* [Document text]
#####
News on China's scientific and technological development.

Xizor

Captain
Registered Member
I'm talking about technology. South Korea is at least an equal of Japan already. Computing, robotics, ship building, electronics, consumer goods, industrial goods and equipment, machinery etc. A united Korea operating at peak (obviously ideal assumptions and immediate arrival at ideal status) would be at least two Japans considering South Korea is still on the up and up and not even peaking.
I think SK has some more to go to dislodge Japan and its comprehensive strength it accumulated over the course of a half century. Remember the Japanese hush hush controls of export licenses to SK for raw materials ( etch chemicals et all ) that remains not fully resolved to this day? What can SK control to hurt Japan as to get back ? Is there anything that SK manufactures that would severely impact Japanese industrial operations ?
 

Michaelsinodef

Senior Member
Registered Member
South Korea is an absolute beast in tech for their size. A united Korea properly set off and organised would easily be many times Japan overall... as has been the case throughout most of East Asia's history.

South Korea only shows China that it is still underperforming! China properly organised and completing development would allow it to be roughly 3 USAs at USA peak.

At the moment, Chinese on average consume and emit roughly 1/3 the average American in terms of energy, overall resources and contribution in emissions. If we want to use a parallel in energy density converted to be analogies for productivity in an individual, on average the Chinese person is roughly still only 1/3 a Korean or Japanese or American. There is much room to develop still and much more progress to be made and gained. Nominally, due to China's huge population this is already enough to make it such a power today but China has nowhere near finished developing. The education for under 40yo today is a remnant of the 1980s and 1990s. It is decent but nowhere near as good as the education in China after 2000s. In about 20 to 30 years time we'll see even greater progress in China as it goes towards completing development and the generational demographics make all this much more obvious.

I mean it's not like 70 year old Chinese people today can be considered for going back to complete high school or whatever they missed. South Korea has completed their journey. They have social problems like everyone else and economic ones too but they ought to be considered a developed nation. Their car industry workers get paid more than American ones (and they're also more competitive).

Once the average Chinese person is as educated and productive, we will see Chinese per capita emissions be a little higher than developed East Asian nations and probably around per capita emissions from Americans and Australians and so on (current highest per capita polluters). This is a decent measure but you gotta account for the industrial set up e.g. Chinese have a lot of heavy industry that manufactures for the world and if these move to places like Vietnam, Bangladesh, Thailand etc even in smaller fractions of total, you'll see China's emissions drop while those countries go through the roof.

Per capita GDP is also quite revealing and although China's is less than 1/3 US, it doesn't account for severely undervalued RMB and intensely overvalued American FIRE sectors and numbers moving on a screen "income". In truth, both emission and income indicators are roughly commensurate with overall development. Basically China can get three times "better" and more "powerful" just to be as productive overall as the average Japanese or South Korean. This is quite achievable since throughout history it has been the case. Not only that, I'd say pockets of China should surpass Japan and SK's performance while other pockets remain at parity.
I'm not disagreeing with using emissions per capita as a way to get a general look of a country (in terms of industrialisation, tech, development etc.).

Was just pointing out that emissions per cap will not be that defining/useful in the future for measuring those things (due to more green energy and the likes).
#####
* [Information supplied]
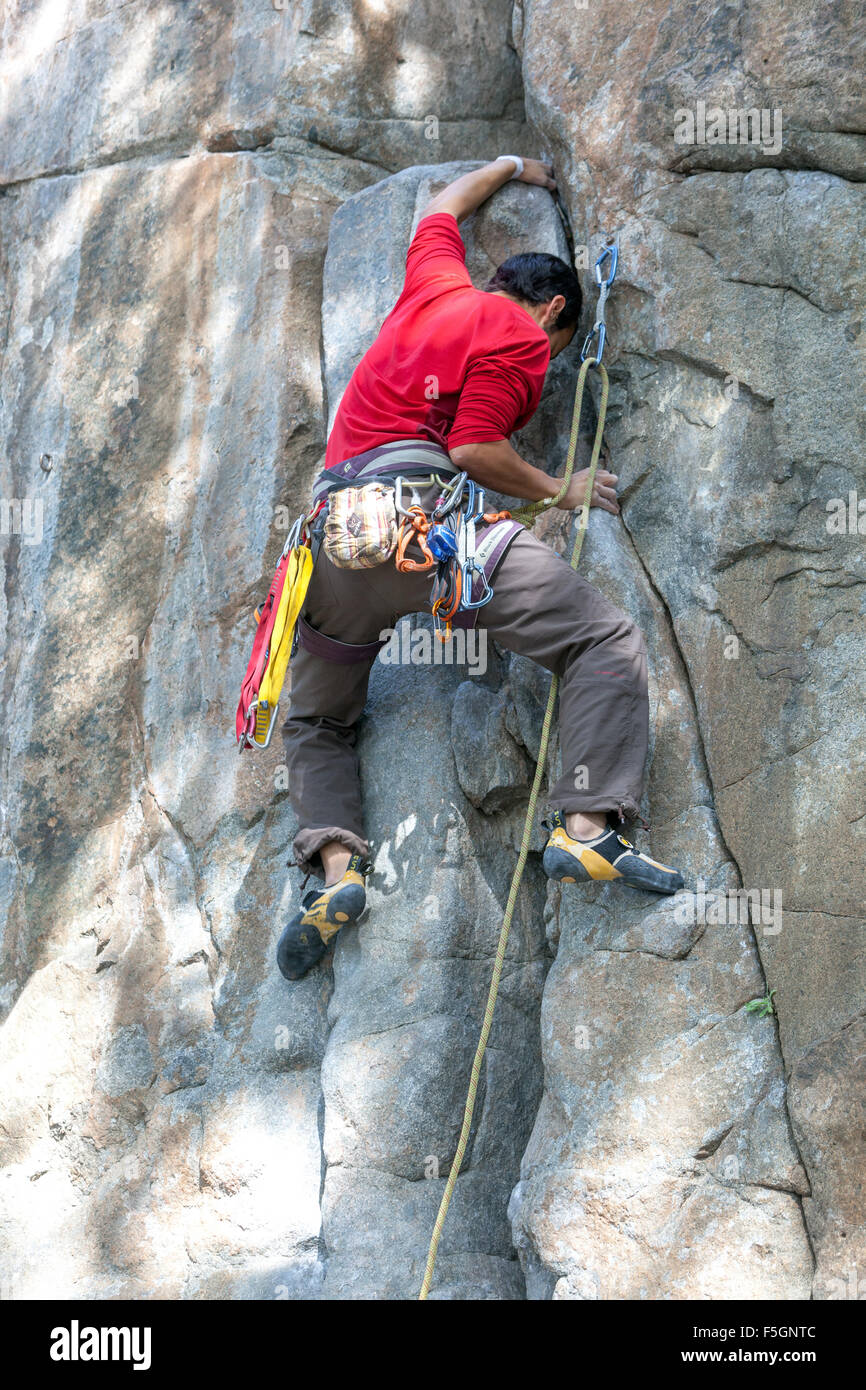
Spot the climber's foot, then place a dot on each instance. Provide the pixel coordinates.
(310, 931)
(606, 856)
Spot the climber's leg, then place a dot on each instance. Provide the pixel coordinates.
(544, 609)
(328, 692)
(345, 612)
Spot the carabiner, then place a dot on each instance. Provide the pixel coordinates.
(615, 255)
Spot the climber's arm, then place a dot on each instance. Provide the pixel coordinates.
(496, 466)
(470, 191)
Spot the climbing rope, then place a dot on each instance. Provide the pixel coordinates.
(526, 514)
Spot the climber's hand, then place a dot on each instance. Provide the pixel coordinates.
(534, 171)
(603, 491)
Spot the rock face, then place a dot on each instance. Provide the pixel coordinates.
(199, 235)
(740, 302)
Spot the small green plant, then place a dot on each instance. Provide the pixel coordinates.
(762, 1007)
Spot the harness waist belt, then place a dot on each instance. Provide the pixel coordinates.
(405, 456)
(488, 553)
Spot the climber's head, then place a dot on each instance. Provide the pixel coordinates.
(546, 288)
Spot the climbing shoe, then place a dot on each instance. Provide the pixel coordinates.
(323, 913)
(608, 856)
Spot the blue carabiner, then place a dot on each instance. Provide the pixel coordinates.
(615, 255)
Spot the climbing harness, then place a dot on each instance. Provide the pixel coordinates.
(274, 640)
(598, 332)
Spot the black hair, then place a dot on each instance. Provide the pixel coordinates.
(535, 277)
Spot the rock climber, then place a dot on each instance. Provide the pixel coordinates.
(487, 352)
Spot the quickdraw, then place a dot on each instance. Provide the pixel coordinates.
(274, 640)
(448, 541)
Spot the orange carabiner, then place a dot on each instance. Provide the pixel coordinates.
(414, 524)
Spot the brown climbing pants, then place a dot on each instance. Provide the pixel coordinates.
(542, 609)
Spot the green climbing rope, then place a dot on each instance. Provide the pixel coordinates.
(526, 514)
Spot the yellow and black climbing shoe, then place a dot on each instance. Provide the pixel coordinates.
(605, 858)
(323, 913)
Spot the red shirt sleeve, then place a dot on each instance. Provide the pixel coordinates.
(437, 249)
(499, 395)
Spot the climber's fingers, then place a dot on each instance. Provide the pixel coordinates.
(535, 171)
(605, 498)
(603, 491)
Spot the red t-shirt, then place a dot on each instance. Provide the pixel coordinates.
(451, 362)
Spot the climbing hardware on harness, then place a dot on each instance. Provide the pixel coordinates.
(277, 619)
(598, 331)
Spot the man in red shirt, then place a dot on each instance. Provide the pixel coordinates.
(451, 375)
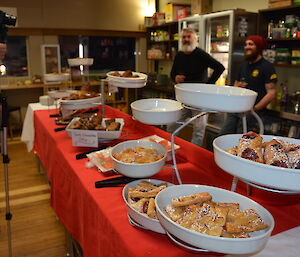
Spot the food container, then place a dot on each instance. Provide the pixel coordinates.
(127, 82)
(138, 170)
(156, 111)
(145, 221)
(80, 61)
(257, 173)
(255, 243)
(213, 97)
(102, 134)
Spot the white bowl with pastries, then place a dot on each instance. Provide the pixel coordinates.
(156, 111)
(276, 161)
(80, 61)
(138, 158)
(127, 79)
(218, 228)
(213, 97)
(139, 198)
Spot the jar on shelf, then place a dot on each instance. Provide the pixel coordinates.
(282, 56)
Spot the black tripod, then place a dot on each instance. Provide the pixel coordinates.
(3, 131)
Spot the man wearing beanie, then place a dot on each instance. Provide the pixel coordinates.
(259, 75)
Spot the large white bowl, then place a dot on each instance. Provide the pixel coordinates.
(258, 173)
(57, 94)
(213, 97)
(80, 61)
(138, 170)
(145, 221)
(125, 82)
(156, 111)
(255, 243)
(56, 77)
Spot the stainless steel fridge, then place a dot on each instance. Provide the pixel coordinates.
(222, 34)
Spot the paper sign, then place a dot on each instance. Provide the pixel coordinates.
(85, 138)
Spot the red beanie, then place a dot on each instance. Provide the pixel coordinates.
(259, 42)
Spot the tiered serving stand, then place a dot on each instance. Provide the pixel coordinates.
(208, 99)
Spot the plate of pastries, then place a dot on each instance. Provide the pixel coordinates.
(127, 79)
(214, 219)
(265, 160)
(107, 128)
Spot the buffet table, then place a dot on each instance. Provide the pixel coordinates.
(97, 218)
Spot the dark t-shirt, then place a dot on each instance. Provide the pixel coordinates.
(194, 66)
(257, 75)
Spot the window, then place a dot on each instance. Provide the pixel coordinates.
(15, 60)
(109, 53)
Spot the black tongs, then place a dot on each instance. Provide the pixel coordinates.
(112, 182)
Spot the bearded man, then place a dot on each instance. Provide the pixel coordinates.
(191, 66)
(259, 75)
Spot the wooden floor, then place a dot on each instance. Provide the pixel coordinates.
(36, 232)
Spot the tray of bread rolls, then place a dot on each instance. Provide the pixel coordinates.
(267, 160)
(106, 128)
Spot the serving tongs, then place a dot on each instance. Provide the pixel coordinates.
(113, 182)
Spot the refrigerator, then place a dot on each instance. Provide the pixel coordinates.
(222, 34)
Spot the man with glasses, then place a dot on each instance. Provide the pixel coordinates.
(191, 66)
(259, 75)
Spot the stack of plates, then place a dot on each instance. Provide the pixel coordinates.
(80, 61)
(127, 82)
(80, 104)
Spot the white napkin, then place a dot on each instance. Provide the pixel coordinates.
(285, 244)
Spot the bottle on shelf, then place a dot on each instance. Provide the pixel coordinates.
(285, 94)
(279, 93)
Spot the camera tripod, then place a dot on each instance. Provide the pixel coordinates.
(5, 159)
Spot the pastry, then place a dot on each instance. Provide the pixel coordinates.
(250, 147)
(294, 158)
(275, 154)
(191, 199)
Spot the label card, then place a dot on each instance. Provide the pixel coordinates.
(85, 138)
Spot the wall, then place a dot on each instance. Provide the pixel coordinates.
(251, 6)
(80, 14)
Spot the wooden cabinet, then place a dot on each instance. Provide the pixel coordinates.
(281, 26)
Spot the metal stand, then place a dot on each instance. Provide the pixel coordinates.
(4, 124)
(183, 124)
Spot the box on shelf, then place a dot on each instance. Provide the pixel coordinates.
(279, 3)
(182, 13)
(201, 6)
(172, 11)
(158, 18)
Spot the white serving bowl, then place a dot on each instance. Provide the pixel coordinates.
(138, 170)
(80, 61)
(145, 221)
(125, 82)
(213, 97)
(156, 111)
(258, 173)
(255, 243)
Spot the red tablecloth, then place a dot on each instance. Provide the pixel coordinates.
(97, 218)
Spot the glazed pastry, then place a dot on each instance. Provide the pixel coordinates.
(191, 199)
(275, 154)
(250, 147)
(232, 150)
(294, 158)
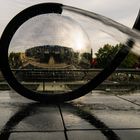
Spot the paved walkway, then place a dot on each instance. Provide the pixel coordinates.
(97, 116)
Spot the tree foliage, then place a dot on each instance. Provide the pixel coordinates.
(15, 60)
(107, 53)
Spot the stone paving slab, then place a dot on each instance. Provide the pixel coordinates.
(42, 118)
(38, 136)
(94, 116)
(135, 98)
(85, 135)
(128, 134)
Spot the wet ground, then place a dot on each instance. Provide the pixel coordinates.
(96, 116)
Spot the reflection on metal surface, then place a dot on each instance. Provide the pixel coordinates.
(50, 57)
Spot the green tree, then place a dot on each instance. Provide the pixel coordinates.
(15, 60)
(106, 54)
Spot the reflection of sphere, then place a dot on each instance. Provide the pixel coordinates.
(50, 54)
(50, 29)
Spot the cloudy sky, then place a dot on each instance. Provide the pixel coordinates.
(123, 11)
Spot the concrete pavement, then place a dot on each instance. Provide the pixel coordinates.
(96, 116)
#####
* [Work required] Rewrite the stretch of the forum thread from "Senior Member" through "East Asia's history.", changing "absolute beast" to "absolute powerhouse".

* [Result for this exercise]
Senior Member
Registered Member
South Korea is an absolute powerhouse in tech for their size. A united Korea properly set off and organised would easily be many times Japan overall... as has been the case throughout most of East Asia's history.